*** Opening of Source data ***
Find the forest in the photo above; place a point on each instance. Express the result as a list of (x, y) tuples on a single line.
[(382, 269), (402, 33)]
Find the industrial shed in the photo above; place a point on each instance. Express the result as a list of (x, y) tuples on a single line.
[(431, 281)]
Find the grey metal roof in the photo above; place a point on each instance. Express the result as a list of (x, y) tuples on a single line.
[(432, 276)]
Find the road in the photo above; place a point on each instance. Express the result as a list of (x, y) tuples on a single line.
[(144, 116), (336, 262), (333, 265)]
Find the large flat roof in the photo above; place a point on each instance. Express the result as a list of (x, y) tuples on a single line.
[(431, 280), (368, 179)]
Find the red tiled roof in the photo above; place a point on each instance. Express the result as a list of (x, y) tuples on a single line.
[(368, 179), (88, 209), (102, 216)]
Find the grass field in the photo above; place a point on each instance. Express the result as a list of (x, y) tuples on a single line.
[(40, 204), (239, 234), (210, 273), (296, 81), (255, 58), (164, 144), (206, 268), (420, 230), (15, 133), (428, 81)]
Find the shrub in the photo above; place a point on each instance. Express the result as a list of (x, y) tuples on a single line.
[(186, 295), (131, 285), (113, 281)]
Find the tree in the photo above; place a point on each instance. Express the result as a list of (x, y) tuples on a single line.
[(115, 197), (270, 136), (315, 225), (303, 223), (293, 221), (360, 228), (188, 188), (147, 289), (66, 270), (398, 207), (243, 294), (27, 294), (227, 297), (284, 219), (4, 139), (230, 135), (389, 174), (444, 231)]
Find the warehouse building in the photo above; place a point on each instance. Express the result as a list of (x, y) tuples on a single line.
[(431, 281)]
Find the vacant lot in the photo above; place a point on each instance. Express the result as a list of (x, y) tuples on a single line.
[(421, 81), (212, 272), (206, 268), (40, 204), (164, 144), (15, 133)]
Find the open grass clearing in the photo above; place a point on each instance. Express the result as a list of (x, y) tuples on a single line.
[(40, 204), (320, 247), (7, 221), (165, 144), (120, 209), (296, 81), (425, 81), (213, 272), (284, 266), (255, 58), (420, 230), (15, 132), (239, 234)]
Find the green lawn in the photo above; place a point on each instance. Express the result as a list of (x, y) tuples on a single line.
*** Close of Source data ***
» **What this task involves**: Only the lines from the one holding "Find the open" through the end of the records should appear in the answer, each repeated exactly.

» **Task result**:
Find the open grass clearing in the photo above; place a point on each instance. Express the result as a list of (x, y) tuples on a single line.
[(40, 204), (320, 247), (7, 221), (165, 144), (120, 209), (296, 81), (425, 81), (213, 272), (284, 266), (255, 58), (420, 230), (15, 132), (239, 234)]
Find the green lawn in the photo above; place a point on each instance. Express the result as a list of (x, y) tuples on a single line.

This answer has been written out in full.